__THE PROBLEM__
Which lines in the material below contain the word "mountain"? Copy each of those lines in full.

>>

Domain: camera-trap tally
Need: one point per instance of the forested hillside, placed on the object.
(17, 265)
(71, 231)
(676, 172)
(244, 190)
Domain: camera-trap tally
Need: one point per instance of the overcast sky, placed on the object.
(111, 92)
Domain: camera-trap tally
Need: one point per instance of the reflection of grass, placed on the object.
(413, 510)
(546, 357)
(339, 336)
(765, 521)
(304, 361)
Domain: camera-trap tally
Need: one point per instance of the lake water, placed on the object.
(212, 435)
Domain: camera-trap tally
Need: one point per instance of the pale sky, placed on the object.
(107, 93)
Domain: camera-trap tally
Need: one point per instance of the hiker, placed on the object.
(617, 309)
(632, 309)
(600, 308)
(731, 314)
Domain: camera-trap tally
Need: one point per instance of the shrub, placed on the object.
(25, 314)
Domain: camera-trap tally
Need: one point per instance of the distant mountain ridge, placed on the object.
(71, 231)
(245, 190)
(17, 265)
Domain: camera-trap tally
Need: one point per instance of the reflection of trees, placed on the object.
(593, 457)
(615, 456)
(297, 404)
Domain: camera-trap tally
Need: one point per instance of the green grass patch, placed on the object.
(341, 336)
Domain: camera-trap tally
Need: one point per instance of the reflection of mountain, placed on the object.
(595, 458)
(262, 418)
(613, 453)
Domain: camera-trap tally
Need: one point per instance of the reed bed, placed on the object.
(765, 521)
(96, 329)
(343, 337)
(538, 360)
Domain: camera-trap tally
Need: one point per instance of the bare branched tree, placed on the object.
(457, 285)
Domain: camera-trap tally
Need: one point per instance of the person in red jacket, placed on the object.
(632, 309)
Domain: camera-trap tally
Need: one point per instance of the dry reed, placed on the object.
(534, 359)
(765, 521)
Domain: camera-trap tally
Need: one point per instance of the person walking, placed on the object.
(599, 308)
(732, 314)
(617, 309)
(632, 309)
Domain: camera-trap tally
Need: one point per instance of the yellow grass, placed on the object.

<<

__PROBLEM SOLUTION__
Need: one point per instance of the distant mountain ridge, placed on the object.
Need: one point per instance of the reflection of mountain, placed on the object.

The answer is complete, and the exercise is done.